=== TASK INSTRUCTIONS ===
Format all of the lines below as a Markdown table with the columns "Row" and "Line," numbering each row and omitting blank lines. Leave the pictures out of the answer.

(Position annotation records)

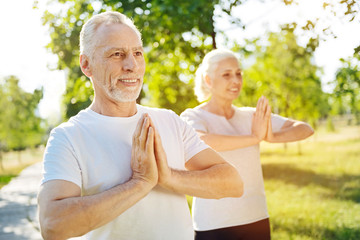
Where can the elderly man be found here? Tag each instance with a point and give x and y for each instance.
(119, 170)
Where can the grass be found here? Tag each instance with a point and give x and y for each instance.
(312, 195)
(315, 194)
(14, 163)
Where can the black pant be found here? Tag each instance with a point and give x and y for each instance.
(254, 231)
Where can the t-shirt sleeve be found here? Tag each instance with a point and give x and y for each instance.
(277, 122)
(191, 141)
(60, 161)
(193, 119)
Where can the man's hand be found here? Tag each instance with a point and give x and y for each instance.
(163, 169)
(261, 119)
(143, 161)
(269, 134)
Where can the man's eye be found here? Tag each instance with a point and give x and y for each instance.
(117, 54)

=== WRITTEN SOLUTION ===
| Row | Line |
|---|---|
| 1 | Where can the elderly man be found here? Tag each instance with a point and give x and y for each instance. |
| 2 | (119, 170) |
| 3 | Where can the grass be found here? Tag each instance with a point and give x and y for each instance. |
| 4 | (312, 195) |
| 5 | (315, 194) |
| 6 | (14, 163) |
| 7 | Where can the black pant be found here? Tag each instance with a point and give x and y for each instance. |
| 8 | (254, 231) |
| 9 | Where can the t-shirt sleeve be found here? Tag each instance with a point and give x and y for each instance. |
| 10 | (277, 122) |
| 11 | (191, 141) |
| 12 | (60, 161) |
| 13 | (193, 119) |
| 14 | Where can the man's hand be found here? Tag each instance with a point and give x and y for each instance. |
| 15 | (163, 169) |
| 16 | (261, 119) |
| 17 | (143, 161) |
| 18 | (269, 134) |
| 19 | Where can the man's eye be found here? Tag each instance with a point and give x and y for each instance. |
| 20 | (117, 54) |